■ AIM: Could you pull out the text of every row below, word for word, leaving the pictures out of your answer?

■ EXTRACTED DATA:
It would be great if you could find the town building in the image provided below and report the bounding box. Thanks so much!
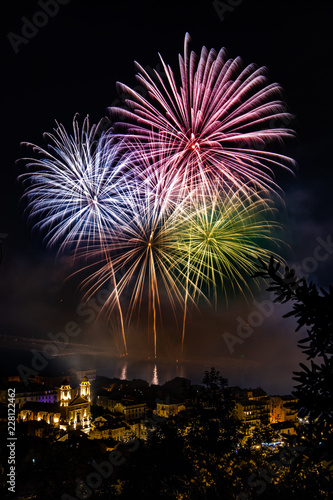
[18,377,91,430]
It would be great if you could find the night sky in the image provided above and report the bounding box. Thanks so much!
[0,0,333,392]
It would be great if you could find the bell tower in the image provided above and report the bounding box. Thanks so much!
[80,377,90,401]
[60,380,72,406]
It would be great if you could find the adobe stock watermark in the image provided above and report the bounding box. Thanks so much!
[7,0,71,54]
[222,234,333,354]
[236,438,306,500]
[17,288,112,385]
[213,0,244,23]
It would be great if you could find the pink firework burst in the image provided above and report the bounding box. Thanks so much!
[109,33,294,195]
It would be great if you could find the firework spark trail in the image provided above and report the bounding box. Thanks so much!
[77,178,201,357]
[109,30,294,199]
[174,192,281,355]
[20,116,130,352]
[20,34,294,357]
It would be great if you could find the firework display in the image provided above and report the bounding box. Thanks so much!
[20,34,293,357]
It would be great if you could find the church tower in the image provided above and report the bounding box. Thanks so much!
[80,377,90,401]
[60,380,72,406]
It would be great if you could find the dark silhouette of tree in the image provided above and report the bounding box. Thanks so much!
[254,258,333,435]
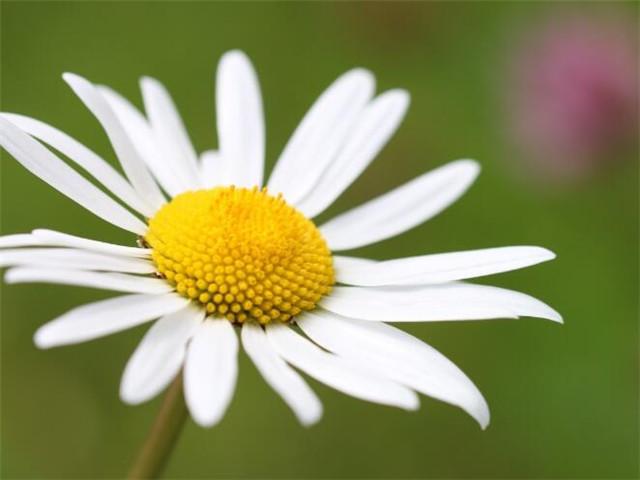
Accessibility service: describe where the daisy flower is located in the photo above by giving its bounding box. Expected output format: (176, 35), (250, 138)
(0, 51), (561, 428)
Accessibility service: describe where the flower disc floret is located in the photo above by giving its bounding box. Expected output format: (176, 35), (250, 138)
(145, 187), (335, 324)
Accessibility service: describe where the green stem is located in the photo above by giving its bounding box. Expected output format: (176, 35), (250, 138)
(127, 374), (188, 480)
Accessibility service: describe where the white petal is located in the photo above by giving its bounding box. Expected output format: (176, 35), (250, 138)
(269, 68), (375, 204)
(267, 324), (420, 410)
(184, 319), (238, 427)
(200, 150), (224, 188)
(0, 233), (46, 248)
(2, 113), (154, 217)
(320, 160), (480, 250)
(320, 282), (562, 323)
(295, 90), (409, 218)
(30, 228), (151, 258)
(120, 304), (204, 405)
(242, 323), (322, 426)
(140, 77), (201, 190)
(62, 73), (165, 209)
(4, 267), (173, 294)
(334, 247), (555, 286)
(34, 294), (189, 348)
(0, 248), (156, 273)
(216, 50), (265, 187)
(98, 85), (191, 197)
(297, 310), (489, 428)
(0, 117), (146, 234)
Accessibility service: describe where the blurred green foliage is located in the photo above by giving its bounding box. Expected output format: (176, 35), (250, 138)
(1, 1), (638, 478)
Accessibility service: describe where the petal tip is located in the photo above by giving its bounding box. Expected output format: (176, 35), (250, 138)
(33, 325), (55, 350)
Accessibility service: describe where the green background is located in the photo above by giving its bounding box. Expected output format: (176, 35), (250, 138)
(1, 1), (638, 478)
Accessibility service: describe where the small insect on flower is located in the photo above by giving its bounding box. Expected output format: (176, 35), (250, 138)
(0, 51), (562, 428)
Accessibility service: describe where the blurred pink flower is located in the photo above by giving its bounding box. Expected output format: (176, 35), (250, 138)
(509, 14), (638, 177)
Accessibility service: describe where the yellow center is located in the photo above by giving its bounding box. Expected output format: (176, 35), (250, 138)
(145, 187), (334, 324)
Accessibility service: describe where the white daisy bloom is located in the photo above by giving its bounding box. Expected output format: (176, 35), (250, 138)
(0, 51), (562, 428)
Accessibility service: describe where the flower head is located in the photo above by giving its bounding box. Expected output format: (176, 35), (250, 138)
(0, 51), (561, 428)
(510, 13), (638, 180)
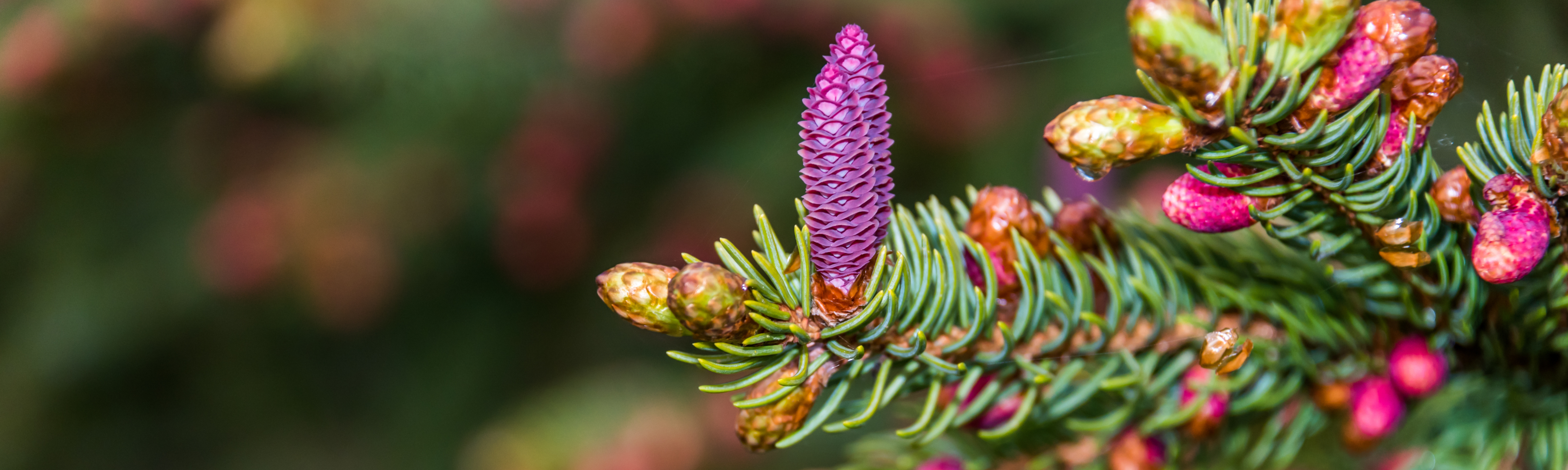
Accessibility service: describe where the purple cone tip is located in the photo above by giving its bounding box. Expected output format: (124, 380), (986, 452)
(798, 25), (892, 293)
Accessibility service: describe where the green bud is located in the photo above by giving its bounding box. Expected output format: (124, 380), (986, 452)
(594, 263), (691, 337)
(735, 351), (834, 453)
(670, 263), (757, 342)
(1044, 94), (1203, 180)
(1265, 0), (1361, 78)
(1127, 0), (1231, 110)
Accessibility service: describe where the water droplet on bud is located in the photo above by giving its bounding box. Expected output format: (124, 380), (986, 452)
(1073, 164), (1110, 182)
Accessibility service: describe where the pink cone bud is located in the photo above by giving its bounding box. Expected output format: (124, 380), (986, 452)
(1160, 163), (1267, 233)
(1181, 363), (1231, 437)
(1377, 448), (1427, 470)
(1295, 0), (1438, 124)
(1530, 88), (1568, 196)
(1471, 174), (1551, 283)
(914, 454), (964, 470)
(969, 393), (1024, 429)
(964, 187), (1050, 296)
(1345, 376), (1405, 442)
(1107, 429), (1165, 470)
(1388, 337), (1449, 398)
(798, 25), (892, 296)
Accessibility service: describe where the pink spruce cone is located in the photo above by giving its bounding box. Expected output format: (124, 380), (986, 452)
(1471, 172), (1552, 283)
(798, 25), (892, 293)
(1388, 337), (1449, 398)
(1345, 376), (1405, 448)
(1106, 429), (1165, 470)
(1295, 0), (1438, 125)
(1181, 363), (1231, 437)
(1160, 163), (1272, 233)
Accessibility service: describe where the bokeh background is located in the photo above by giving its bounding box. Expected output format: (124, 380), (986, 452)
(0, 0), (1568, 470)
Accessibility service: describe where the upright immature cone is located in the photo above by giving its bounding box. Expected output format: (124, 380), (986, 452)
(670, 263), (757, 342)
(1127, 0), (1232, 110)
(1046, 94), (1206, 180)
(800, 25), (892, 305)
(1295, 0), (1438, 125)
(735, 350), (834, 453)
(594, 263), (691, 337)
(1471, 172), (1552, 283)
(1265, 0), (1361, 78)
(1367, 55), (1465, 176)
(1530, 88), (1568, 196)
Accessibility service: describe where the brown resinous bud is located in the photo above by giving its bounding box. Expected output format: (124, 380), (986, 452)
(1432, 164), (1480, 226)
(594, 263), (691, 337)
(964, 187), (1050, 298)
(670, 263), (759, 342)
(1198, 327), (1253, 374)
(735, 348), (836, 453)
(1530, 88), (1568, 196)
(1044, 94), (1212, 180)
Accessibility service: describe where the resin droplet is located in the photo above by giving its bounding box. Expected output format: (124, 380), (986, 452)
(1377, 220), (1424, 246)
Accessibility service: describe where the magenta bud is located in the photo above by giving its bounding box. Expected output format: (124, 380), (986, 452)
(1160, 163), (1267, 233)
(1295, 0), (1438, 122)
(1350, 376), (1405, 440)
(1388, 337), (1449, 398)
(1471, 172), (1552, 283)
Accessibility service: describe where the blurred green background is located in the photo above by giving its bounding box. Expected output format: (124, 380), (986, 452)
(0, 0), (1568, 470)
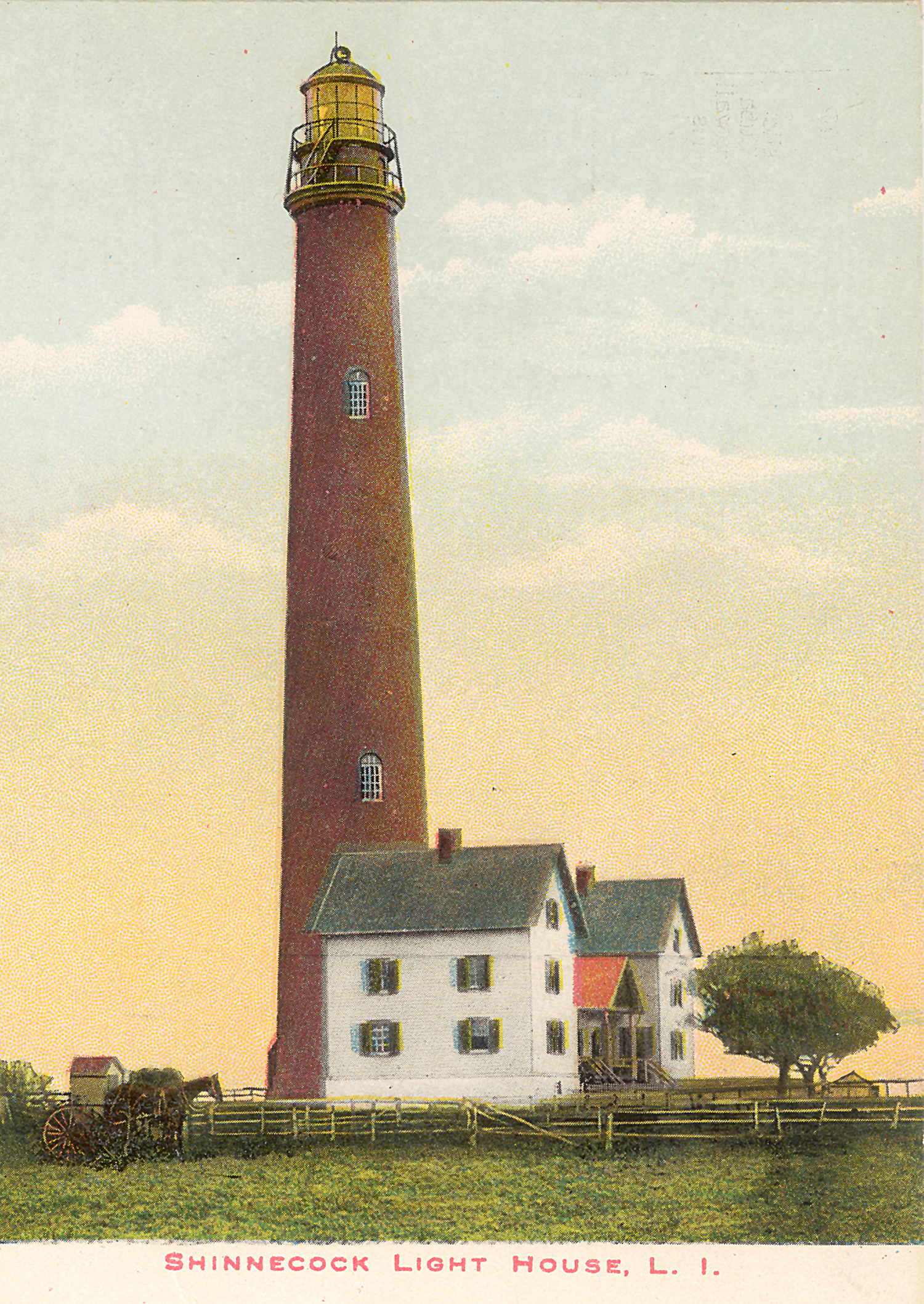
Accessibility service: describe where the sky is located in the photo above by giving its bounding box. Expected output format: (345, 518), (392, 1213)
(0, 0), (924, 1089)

■ SOLUTION TO THIS TASK:
It would be great if you could find the town building in the image provided below and report the bounding box. Thanks so much!
[18,377,91,430]
It would be great if you could find the night sky in the image provided above and report the bounding box. Thanks so much!
[0,0,333,392]
It would be great if you could find the bell tower in the image provided above and report the bounding box. Thanks so much!
[80,377,90,401]
[60,380,72,406]
It would be great if you could find the adobe stock watermark in the image provided above and report the bounding box. Thanks so much!
[7,0,71,54]
[222,234,333,354]
[236,438,306,500]
[17,288,112,385]
[213,0,244,23]
It would be great if you could find the pink firework burst in the image provided above and report the bounding box. Thanks so much!
[109,33,294,195]
It would be great if you could find the firework spark trail in the image provided above and report the bounding box. Thanks so much!
[77,178,201,357]
[109,30,294,199]
[174,192,281,355]
[20,116,130,352]
[20,34,294,357]
It would be great if you could find the firework display in the image provided above and report the bounding box. Thanks so much!
[20,34,293,357]
It would be great if you could find the church tower in the image provided above and report the bounding box. Thanks so much!
[80,377,90,401]
[60,380,72,406]
It would be great if you could find the dark silhouette of tree in the image provided above and report the bounding box. Thanks so much!
[254,258,333,435]
Accessibility service: describe where the daisy flower is located in the photo above by giving its bounding box. Expected output format: (176, 35), (250, 138)
(0, 51), (561, 428)
Accessibility service: describe where the flower disc floret is located in the photo above by giving its bounding box. Expected output format: (176, 35), (250, 138)
(145, 187), (335, 324)
Accessibility service: describe where the green stem is located in the photo above by giving its bounding box. Expected output format: (176, 35), (250, 138)
(127, 374), (188, 480)
Accessibility service: describe where the white petal is located in the photo above by giving its bounding box. Expected output format: (176, 35), (250, 138)
(269, 68), (375, 204)
(267, 324), (420, 410)
(184, 319), (238, 427)
(200, 150), (224, 188)
(0, 233), (46, 248)
(2, 113), (154, 217)
(320, 160), (480, 250)
(320, 282), (562, 323)
(295, 90), (409, 218)
(30, 228), (151, 258)
(120, 304), (204, 405)
(242, 323), (322, 426)
(140, 77), (201, 190)
(62, 73), (165, 209)
(4, 267), (173, 294)
(334, 247), (555, 286)
(34, 294), (189, 348)
(0, 248), (156, 273)
(216, 50), (265, 187)
(98, 85), (191, 197)
(297, 310), (489, 428)
(0, 117), (146, 234)
Accessibility service: describe where the blurred green foliage is located in the photo above by giving its bounding box. Expected output format: (176, 35), (250, 138)
(1, 1), (638, 478)
Accessibility service: describe where the petal tip is located in the photo above by giving its bounding box. Expected output format: (176, 35), (250, 138)
(33, 325), (55, 350)
Accessibility service: describe where the green background is located in the photo above by giving its bounding box. Expected output format: (176, 35), (250, 138)
(1, 1), (638, 478)
Accessibility service: describe where the small insect on flower is located in the photo above by giving its bounding box. Expected output format: (176, 35), (250, 138)
(0, 51), (562, 428)
Accessibility service: describe where the blurred pink flower is located in the photo above by giving its bounding box. Expected output format: (176, 35), (250, 138)
(509, 14), (638, 177)
Accessibility service: describe where the yellow center is located in the photo above by giving its bounding box. Expected output format: (176, 35), (250, 138)
(145, 187), (334, 324)
Accessibility service: describe where the white daisy bloom is located in the photo above by giving its bounding box. Expected output format: (176, 35), (250, 138)
(0, 51), (562, 428)
Accessibility service: describe where the flower head is located in the photo above by giving its bounding box. Expected output format: (176, 35), (250, 138)
(0, 51), (561, 428)
(510, 13), (638, 180)
Accessibility service: describe where the purple cone tip is located in the photo above by giving its bounding box. Expected output format: (124, 380), (986, 452)
(798, 25), (892, 293)
Accessibility service: describe where the green bud is located in the photo above by giving its bounding box. Expected output format: (124, 380), (986, 452)
(594, 263), (691, 337)
(735, 351), (834, 453)
(670, 263), (757, 342)
(1044, 94), (1203, 180)
(1265, 0), (1361, 78)
(1127, 0), (1231, 110)
Accessibility service: describe where the water droplet on bud is located in the photo above by giving its bounding box. Expected output format: (124, 380), (986, 452)
(1073, 164), (1110, 182)
Accessibility service: describe where the pink cone bud is located in the photo above by giving its bounding box. Expected output format: (124, 380), (986, 452)
(1160, 163), (1267, 233)
(1181, 363), (1231, 437)
(1377, 448), (1427, 470)
(1295, 0), (1438, 124)
(1530, 88), (1568, 196)
(1471, 174), (1551, 283)
(914, 454), (964, 470)
(969, 393), (1024, 429)
(964, 187), (1050, 296)
(1345, 376), (1405, 442)
(1107, 429), (1165, 470)
(1388, 337), (1449, 398)
(798, 25), (892, 296)
Accessibility service: describe where the pink spruce cone is located in the photo above by giving its bounding box. Expected output format: (124, 380), (986, 452)
(1471, 172), (1552, 283)
(798, 25), (892, 293)
(1388, 337), (1449, 398)
(1345, 376), (1405, 448)
(1106, 429), (1165, 470)
(1295, 0), (1438, 125)
(1181, 363), (1231, 437)
(1160, 163), (1272, 233)
Accessibility service: describe where the bokeh background is located in the photo above by giving its bounding box. Expected output format: (124, 380), (986, 452)
(0, 0), (1568, 470)
Accessibility service: describe where the upright immature cone is located in the photo above by giving its bounding box. Expected output format: (124, 380), (986, 452)
(670, 263), (757, 342)
(1127, 0), (1232, 110)
(1046, 94), (1206, 180)
(800, 25), (892, 305)
(1295, 0), (1438, 125)
(735, 350), (834, 453)
(594, 263), (691, 337)
(1471, 172), (1552, 283)
(1265, 0), (1361, 78)
(1367, 55), (1465, 176)
(1530, 88), (1568, 196)
Accessibility service: describe where the brown resinous bud is located in the photo above by giving its bounding box. Expected output format: (124, 380), (986, 452)
(1432, 164), (1480, 226)
(594, 263), (691, 337)
(964, 187), (1050, 298)
(670, 263), (759, 342)
(1198, 327), (1253, 374)
(735, 348), (836, 453)
(1530, 88), (1568, 196)
(1044, 94), (1212, 180)
Accessibility service: describe where the resin droplet is located in the photo above by giving its bounding box. Expected output format: (124, 380), (986, 452)
(1377, 220), (1424, 246)
Accessibility service: describe where the magenta bud is located in the photo above by giving its bounding box. Expected output format: (124, 380), (986, 452)
(1160, 163), (1267, 233)
(1295, 0), (1438, 122)
(1350, 376), (1405, 440)
(1388, 337), (1449, 398)
(1471, 172), (1552, 283)
Accessibility service: describe where the blurred green background is located in the photo above by giving its bounding box. Expected output format: (124, 380), (986, 452)
(0, 0), (1568, 470)
Accessibility service: describe where the sky is located in the photo above by giving its bounding box. Expected output format: (345, 518), (392, 1213)
(0, 0), (924, 1089)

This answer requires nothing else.